— Task —
Are you able to quote each entry exactly as written?

— Input records —

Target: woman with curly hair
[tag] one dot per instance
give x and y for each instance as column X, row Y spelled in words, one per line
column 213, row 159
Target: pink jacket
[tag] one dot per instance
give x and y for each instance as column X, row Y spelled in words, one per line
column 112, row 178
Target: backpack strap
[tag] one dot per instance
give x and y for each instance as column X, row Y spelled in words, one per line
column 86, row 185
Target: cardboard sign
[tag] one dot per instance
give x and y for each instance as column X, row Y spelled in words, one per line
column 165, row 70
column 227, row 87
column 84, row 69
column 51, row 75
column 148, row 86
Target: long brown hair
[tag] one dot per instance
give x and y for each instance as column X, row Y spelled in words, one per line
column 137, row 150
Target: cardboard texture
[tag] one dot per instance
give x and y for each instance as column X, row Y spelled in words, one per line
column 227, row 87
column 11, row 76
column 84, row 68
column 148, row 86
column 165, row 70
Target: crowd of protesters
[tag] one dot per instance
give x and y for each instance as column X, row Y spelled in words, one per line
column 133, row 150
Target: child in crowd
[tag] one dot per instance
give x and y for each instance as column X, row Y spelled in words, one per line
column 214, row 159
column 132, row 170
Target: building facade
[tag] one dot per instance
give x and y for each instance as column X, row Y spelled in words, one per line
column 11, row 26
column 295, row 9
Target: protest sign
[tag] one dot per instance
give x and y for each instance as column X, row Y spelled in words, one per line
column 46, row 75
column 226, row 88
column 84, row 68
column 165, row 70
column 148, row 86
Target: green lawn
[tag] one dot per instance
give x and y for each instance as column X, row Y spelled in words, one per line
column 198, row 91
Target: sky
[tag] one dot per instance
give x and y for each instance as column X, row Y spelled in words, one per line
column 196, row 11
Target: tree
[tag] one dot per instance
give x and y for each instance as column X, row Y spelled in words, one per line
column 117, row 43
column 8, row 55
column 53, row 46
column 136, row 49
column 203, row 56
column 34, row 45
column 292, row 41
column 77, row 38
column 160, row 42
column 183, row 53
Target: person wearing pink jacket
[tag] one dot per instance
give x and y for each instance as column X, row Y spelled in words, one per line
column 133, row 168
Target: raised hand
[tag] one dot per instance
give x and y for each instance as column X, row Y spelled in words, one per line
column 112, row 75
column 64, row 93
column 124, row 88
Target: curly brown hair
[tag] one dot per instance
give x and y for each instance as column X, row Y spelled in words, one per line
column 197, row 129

— Output for this exercise —
Target: woman with curly hair
[tag] one dot per instance
give x and y for each instance as column X, row Y spelled in words, one per line
column 213, row 159
Target: pink jacket
[tag] one dot per instance
give x and y for each instance as column X, row Y spelled in words, one per line
column 112, row 178
Target: backpack strap
[tag] one dot per instance
give x and y for each instance as column X, row Y spelled in words, one per line
column 86, row 185
Target: cardboard sign
[tag] one dot per instance
give x and y for each instance as column X, row Y spelled in words, one per line
column 165, row 70
column 227, row 87
column 84, row 69
column 51, row 75
column 148, row 86
Target: long brown hair
[tag] one dot per instance
give x and y for each instance as column X, row Y spelled in words, one per line
column 137, row 150
Target: cardboard texture
[tag] one dot per instance
give x and y for each instance as column X, row Y spelled in words, one per line
column 227, row 87
column 11, row 76
column 84, row 68
column 148, row 86
column 165, row 70
Target: crowd of protesters
[tag] one dot per instance
give x and y for each instance as column X, row Y spelled in words, one per line
column 133, row 150
Target: child in crowd
[tag] one dot per instance
give x and y for each instance as column X, row Y spelled in words, one per line
column 214, row 159
column 132, row 170
Target: building facade
[tag] one dot per instance
give x and y for each instance as column X, row Y spelled in words, one per line
column 11, row 26
column 295, row 9
Target: protest sign
[tag] one dot per instance
give x and y for each instance as column X, row Y spelled in words, one per line
column 46, row 75
column 226, row 88
column 84, row 68
column 165, row 70
column 148, row 86
Target: green lawn
[tag] one dot per instance
give x and y for each instance as column X, row Y spelled in words, one per line
column 198, row 91
Target: sky
[tag] one dot per instance
give x and y for each instance as column X, row Y spelled in words, one per line
column 196, row 11
Target: tree
[tag] one dot per instance
give x and y for each instance as column X, row Y spelled in words, one per line
column 117, row 43
column 8, row 55
column 53, row 46
column 136, row 49
column 203, row 56
column 34, row 45
column 292, row 41
column 77, row 38
column 160, row 42
column 183, row 53
Target: person wearing pink jacket
[tag] one dot per instance
give x and y for each instance as column X, row Y spelled in words, one per line
column 133, row 168
Target: raised hand
[tag] one dot per instance
give x and y for each instance as column X, row Y spelled in words, one per line
column 112, row 75
column 64, row 93
column 124, row 88
Target: curly brown hair
[tag] one dot per instance
give x and y for each instance as column X, row Y spelled in words, one per line
column 197, row 129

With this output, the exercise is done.